## Task details
Tally the lines of the material that carry the word "bounding". Give no more than the number.

- - - - -

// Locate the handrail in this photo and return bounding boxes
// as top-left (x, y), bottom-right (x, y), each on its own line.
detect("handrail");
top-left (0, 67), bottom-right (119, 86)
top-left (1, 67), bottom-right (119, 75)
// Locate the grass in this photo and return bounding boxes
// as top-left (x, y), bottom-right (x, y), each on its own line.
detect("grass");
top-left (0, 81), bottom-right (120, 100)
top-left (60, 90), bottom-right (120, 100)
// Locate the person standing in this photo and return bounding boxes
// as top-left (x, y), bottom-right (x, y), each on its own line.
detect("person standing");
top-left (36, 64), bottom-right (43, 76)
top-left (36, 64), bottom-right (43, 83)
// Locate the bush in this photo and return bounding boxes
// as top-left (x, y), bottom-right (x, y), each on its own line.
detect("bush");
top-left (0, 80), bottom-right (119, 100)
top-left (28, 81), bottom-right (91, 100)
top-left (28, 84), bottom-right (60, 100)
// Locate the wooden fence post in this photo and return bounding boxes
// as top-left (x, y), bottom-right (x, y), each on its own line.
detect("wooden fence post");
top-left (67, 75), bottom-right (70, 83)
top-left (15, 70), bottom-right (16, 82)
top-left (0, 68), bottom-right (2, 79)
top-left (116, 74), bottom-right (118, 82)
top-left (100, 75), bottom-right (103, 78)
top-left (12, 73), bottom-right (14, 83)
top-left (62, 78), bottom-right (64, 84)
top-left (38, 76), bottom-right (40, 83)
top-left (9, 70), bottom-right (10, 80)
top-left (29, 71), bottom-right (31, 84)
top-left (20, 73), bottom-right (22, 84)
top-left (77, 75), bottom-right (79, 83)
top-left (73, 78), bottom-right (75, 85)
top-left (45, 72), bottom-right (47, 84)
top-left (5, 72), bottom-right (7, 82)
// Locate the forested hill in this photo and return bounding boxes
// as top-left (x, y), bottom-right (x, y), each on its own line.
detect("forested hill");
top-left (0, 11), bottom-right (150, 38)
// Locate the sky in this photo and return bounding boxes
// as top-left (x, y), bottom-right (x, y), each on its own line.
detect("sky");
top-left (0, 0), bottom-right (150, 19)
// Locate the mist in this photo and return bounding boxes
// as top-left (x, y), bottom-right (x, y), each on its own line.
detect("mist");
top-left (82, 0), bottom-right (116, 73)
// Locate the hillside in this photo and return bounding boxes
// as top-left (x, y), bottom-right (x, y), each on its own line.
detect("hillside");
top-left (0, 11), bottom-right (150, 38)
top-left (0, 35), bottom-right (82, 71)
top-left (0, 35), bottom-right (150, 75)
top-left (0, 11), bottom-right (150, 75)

- - - - -

## Answer box
9